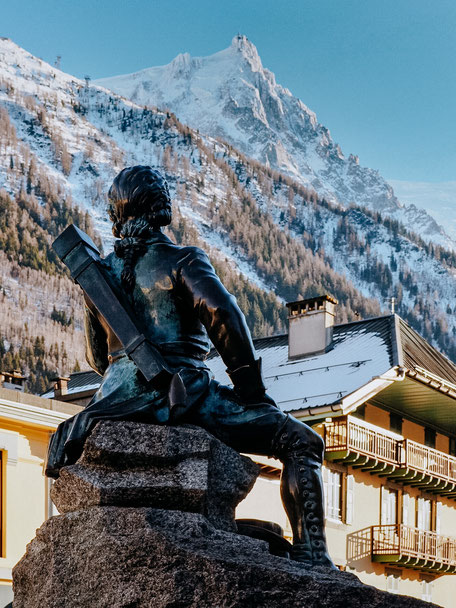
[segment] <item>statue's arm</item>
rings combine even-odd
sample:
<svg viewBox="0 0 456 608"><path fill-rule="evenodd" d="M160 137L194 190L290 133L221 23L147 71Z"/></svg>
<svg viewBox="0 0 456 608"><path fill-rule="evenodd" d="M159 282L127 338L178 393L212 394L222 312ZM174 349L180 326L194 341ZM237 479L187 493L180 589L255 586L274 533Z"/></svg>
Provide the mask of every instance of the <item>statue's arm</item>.
<svg viewBox="0 0 456 608"><path fill-rule="evenodd" d="M108 367L108 342L91 302L84 307L86 359L92 369L103 375Z"/></svg>
<svg viewBox="0 0 456 608"><path fill-rule="evenodd" d="M256 359L244 314L217 276L207 255L195 248L180 270L186 298L227 366L235 390L246 400L265 394L261 361Z"/></svg>

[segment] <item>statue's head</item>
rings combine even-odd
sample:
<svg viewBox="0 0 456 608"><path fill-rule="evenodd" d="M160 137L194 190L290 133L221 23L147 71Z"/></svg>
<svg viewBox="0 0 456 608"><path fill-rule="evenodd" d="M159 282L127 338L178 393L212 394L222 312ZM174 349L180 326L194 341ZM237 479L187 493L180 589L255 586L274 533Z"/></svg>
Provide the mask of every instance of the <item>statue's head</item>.
<svg viewBox="0 0 456 608"><path fill-rule="evenodd" d="M143 220L155 229L171 223L171 198L163 175L145 165L126 167L108 192L108 214L114 236L129 220Z"/></svg>

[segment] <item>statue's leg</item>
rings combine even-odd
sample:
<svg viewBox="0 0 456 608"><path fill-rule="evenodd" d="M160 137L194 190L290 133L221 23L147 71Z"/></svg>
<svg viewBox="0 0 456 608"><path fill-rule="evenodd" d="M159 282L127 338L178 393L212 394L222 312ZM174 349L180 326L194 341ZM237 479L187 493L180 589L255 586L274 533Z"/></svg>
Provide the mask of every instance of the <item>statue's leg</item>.
<svg viewBox="0 0 456 608"><path fill-rule="evenodd" d="M323 440L307 424L267 404L244 405L226 386L212 382L187 422L198 424L240 452L283 462L281 494L293 530L292 558L335 568L325 537L321 465Z"/></svg>
<svg viewBox="0 0 456 608"><path fill-rule="evenodd" d="M281 495L293 530L292 558L312 566L335 568L325 535L321 479L324 444L310 427L288 417L274 441L283 462Z"/></svg>

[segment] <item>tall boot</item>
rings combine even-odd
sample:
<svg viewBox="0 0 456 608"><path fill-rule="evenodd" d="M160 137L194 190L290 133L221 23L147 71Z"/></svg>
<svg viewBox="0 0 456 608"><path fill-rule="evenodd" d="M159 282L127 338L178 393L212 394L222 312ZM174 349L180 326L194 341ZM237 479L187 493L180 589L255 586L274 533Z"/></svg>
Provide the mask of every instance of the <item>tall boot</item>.
<svg viewBox="0 0 456 608"><path fill-rule="evenodd" d="M293 530L292 558L336 569L326 543L320 463L303 456L285 463L281 491Z"/></svg>
<svg viewBox="0 0 456 608"><path fill-rule="evenodd" d="M275 447L284 464L280 490L293 530L292 559L306 566L337 569L328 554L325 535L321 437L307 425L289 418Z"/></svg>

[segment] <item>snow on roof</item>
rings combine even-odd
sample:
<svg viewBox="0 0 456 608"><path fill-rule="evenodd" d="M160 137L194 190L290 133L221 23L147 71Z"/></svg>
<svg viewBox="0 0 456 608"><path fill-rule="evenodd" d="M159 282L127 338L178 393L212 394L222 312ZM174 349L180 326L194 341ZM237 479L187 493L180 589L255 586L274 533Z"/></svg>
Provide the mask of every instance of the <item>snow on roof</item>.
<svg viewBox="0 0 456 608"><path fill-rule="evenodd" d="M287 335L255 340L268 394L284 412L338 403L395 365L393 320L387 316L337 325L331 350L292 361ZM218 353L207 364L216 380L230 383Z"/></svg>
<svg viewBox="0 0 456 608"><path fill-rule="evenodd" d="M100 387L101 376L97 372L88 370L84 372L73 372L70 374L67 395L74 395L85 391L96 391ZM54 387L41 395L47 399L54 398Z"/></svg>

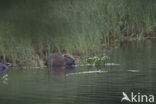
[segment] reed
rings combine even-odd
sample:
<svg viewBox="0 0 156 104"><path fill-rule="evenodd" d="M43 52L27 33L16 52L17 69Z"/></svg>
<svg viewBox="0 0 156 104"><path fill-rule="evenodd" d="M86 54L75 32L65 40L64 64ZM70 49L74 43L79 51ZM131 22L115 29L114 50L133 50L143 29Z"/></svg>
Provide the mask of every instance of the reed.
<svg viewBox="0 0 156 104"><path fill-rule="evenodd" d="M41 66L58 51L94 56L156 33L155 0L15 1L0 4L0 55L13 64Z"/></svg>

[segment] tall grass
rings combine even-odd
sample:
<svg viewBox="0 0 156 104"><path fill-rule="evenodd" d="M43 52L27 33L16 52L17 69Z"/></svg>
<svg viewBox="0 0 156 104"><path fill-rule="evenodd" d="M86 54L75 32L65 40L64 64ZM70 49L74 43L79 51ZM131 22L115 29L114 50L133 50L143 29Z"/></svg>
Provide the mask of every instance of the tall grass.
<svg viewBox="0 0 156 104"><path fill-rule="evenodd" d="M6 0L0 55L42 65L52 52L95 55L125 37L156 33L155 0Z"/></svg>

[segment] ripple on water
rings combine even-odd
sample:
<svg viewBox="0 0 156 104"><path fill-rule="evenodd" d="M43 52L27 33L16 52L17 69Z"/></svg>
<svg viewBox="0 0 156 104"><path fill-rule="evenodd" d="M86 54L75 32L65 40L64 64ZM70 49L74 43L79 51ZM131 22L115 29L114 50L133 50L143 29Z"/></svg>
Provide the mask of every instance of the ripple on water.
<svg viewBox="0 0 156 104"><path fill-rule="evenodd" d="M96 70L96 71L84 71L84 72L77 72L77 73L69 73L69 74L66 74L66 76L69 76L69 75L76 75L76 74L92 74L92 73L106 73L108 71L101 71L101 70Z"/></svg>

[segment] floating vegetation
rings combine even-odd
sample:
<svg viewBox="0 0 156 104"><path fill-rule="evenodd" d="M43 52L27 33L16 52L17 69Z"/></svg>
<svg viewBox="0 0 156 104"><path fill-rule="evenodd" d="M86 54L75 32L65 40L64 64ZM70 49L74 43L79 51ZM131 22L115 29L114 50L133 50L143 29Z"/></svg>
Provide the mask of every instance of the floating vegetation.
<svg viewBox="0 0 156 104"><path fill-rule="evenodd" d="M87 65L92 65L97 68L105 65L109 60L110 60L110 58L106 55L104 55L102 57L94 56L94 57L90 57L90 58L86 59Z"/></svg>

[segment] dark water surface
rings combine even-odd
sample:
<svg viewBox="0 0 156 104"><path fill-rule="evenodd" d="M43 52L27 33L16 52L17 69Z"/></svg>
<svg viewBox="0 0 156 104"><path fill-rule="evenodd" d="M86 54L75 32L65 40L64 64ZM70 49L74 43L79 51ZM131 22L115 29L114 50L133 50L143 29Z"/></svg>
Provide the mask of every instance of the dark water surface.
<svg viewBox="0 0 156 104"><path fill-rule="evenodd" d="M9 69L0 74L0 104L128 104L122 92L156 96L156 40L127 43L110 57L120 65Z"/></svg>

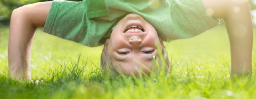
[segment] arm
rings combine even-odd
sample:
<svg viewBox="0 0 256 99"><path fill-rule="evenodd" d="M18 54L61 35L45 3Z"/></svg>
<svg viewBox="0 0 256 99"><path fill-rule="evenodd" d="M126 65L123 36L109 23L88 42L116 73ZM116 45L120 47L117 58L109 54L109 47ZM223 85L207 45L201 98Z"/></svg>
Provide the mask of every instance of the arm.
<svg viewBox="0 0 256 99"><path fill-rule="evenodd" d="M17 80L31 78L30 54L35 33L44 25L52 3L33 4L13 11L8 48L10 77Z"/></svg>
<svg viewBox="0 0 256 99"><path fill-rule="evenodd" d="M223 18L229 39L231 77L252 73L252 24L247 0L203 0L214 18Z"/></svg>

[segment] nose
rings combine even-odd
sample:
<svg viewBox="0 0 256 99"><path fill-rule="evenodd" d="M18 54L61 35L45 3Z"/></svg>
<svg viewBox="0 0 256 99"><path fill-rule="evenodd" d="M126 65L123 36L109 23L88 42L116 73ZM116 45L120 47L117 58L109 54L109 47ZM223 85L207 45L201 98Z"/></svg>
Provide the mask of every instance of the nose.
<svg viewBox="0 0 256 99"><path fill-rule="evenodd" d="M142 41L141 39L138 37L132 37L129 40L129 43L134 45L139 45Z"/></svg>

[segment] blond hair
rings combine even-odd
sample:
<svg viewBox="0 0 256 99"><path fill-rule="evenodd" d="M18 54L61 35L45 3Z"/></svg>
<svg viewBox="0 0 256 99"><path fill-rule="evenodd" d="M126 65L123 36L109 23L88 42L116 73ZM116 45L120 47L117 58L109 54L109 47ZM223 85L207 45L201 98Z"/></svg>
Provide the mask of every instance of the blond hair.
<svg viewBox="0 0 256 99"><path fill-rule="evenodd" d="M110 71L114 74L119 74L117 72L119 70L116 70L116 68L113 67L114 64L113 64L112 61L110 59L110 58L108 52L108 42L106 43L105 46L104 47L105 49L101 53L101 69L102 70L104 71ZM161 50L160 51L161 52L158 52L157 55L155 55L155 57L157 58L155 58L156 59L155 60L158 60L158 61L155 61L155 63L158 63L158 64L161 67L163 67L162 65L164 65L164 67L165 68L165 72L170 72L172 68L170 60L168 57L167 50L162 44L161 44ZM159 53L162 55L159 55ZM162 58L161 58L161 57ZM156 66L156 64L155 64L155 65L154 66Z"/></svg>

#####

**WHAT NEEDS TO BE DONE**
Extract every line from the rows above that contains the string "roof", treating uppercase and lowercase letters as distinct.

**OUTPUT OF THE TASK**
[segment] <item>snow on roof</item>
Provide the mask of every instance of the <item>snow on roof</item>.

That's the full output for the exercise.